- Data extracts
⟨

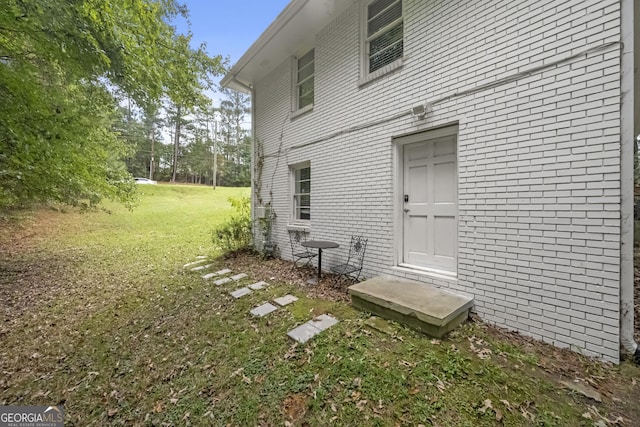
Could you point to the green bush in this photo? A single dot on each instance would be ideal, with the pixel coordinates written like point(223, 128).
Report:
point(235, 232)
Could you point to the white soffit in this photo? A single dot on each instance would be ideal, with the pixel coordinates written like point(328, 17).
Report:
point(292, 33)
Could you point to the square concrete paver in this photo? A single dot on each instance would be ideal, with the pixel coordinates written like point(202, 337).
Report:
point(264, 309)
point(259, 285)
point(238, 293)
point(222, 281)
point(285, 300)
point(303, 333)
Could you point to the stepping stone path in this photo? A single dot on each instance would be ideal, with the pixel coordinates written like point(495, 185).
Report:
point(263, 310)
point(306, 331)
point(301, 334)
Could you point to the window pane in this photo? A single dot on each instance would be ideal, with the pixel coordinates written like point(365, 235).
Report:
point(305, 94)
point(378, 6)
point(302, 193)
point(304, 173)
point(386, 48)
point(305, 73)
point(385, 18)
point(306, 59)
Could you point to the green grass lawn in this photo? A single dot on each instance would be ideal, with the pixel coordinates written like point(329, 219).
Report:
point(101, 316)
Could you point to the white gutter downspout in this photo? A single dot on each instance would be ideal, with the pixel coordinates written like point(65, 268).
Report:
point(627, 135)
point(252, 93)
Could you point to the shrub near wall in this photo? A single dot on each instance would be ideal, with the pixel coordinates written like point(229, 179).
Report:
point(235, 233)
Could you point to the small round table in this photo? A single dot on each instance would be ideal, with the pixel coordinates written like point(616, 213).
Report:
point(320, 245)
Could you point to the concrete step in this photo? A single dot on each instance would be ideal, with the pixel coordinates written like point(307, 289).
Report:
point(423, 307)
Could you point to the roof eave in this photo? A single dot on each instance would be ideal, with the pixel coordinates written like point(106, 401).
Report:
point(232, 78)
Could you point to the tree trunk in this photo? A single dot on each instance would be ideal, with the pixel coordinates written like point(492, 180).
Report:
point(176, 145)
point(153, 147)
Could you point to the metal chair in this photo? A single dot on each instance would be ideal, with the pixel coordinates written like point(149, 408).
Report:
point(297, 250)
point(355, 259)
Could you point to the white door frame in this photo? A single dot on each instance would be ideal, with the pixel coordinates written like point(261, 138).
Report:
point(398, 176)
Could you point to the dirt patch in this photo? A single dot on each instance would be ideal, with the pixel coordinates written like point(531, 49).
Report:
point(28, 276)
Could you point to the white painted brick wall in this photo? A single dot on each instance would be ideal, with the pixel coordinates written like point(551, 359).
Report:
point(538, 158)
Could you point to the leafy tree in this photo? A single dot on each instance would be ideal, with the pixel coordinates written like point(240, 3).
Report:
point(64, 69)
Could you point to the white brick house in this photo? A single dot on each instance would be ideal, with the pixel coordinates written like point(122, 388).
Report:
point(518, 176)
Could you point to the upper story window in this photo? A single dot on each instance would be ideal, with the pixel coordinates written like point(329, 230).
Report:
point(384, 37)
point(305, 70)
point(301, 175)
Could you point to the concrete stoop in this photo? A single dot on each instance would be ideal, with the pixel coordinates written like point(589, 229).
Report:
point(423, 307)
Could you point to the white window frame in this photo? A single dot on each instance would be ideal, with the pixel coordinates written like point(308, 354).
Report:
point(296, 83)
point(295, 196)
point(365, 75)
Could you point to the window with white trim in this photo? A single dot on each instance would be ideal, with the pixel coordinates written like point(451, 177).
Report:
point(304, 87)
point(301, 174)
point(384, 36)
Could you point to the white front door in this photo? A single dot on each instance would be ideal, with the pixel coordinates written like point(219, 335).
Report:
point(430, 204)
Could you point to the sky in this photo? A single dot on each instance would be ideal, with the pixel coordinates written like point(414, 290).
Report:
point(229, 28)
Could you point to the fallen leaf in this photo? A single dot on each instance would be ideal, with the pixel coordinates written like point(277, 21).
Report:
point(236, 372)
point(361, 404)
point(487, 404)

⟩
⟨

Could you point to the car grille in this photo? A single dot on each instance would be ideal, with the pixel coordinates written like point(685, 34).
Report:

⟩
⟨

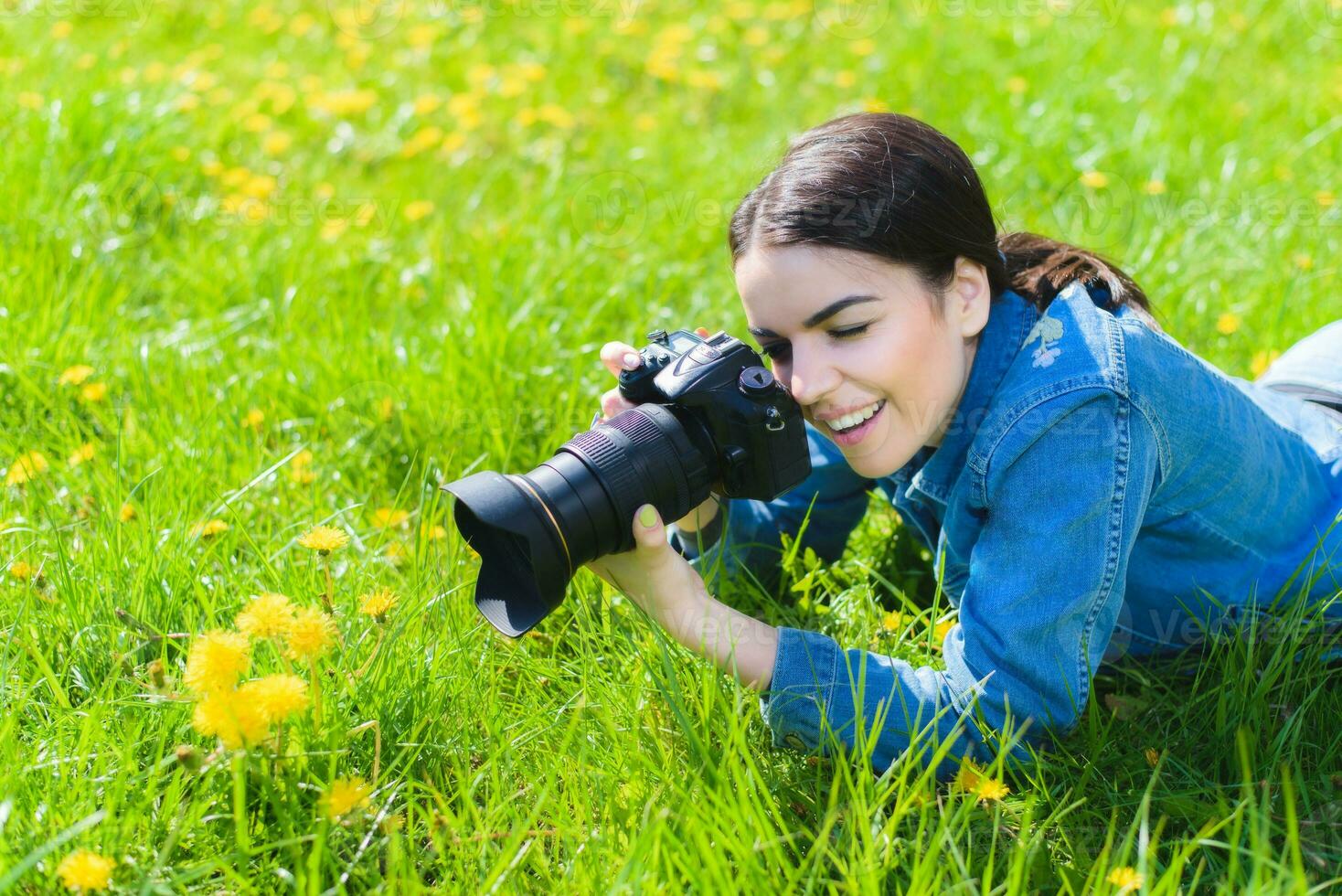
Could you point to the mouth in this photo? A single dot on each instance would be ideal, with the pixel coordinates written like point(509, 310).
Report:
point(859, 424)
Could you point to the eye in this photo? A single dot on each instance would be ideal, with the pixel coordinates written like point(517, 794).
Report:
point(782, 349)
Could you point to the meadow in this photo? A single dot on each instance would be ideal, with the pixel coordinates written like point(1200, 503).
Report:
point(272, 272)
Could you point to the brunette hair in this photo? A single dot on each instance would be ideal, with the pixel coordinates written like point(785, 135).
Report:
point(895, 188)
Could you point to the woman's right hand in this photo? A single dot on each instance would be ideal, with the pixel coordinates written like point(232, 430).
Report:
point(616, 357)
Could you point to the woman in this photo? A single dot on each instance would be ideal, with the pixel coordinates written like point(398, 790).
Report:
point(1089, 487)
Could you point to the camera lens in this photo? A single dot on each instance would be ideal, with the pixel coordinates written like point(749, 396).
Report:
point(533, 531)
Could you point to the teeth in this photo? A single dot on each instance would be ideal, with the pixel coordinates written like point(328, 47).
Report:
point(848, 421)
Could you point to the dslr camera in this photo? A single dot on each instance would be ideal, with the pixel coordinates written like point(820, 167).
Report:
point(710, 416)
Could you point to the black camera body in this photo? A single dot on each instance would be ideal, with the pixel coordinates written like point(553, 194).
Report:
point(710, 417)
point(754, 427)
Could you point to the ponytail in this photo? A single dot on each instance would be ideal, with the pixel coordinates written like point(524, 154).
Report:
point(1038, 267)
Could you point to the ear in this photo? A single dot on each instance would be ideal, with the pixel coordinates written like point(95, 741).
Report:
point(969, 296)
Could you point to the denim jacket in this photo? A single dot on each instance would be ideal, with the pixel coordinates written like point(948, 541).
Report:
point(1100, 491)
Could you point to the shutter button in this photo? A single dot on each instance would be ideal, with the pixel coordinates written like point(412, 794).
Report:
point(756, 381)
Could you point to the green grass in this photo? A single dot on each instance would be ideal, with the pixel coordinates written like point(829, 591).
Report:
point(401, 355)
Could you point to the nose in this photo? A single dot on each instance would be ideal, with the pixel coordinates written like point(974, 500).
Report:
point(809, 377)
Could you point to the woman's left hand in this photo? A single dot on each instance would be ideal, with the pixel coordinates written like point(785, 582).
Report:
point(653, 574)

⟩

- Exercise brief
Quote the listing above, but only from the line that shows "Could you point to the green bush" through the line that shows "Could you point to the stepping".

- Result
Could you point to the green bush in this photo? A single dot on each instance would be ideal, with the pixel coordinates written like point(223, 128).
Report:
point(235, 232)
Could you point to the white soffit in this photo? A single dot on each instance would be ideal, with the pixel coordinates written like point(328, 17).
Report:
point(292, 33)
Could you point to the square concrete paver in this photo? A single dot on each instance would be ideal, with the pixel coordinates written like point(202, 337).
Report:
point(264, 309)
point(259, 285)
point(238, 293)
point(222, 281)
point(285, 300)
point(303, 333)
Could you point to the stepping stone path in this photo? A single dot on each instance would be ideal, with the pixel coordinates written like point(495, 185).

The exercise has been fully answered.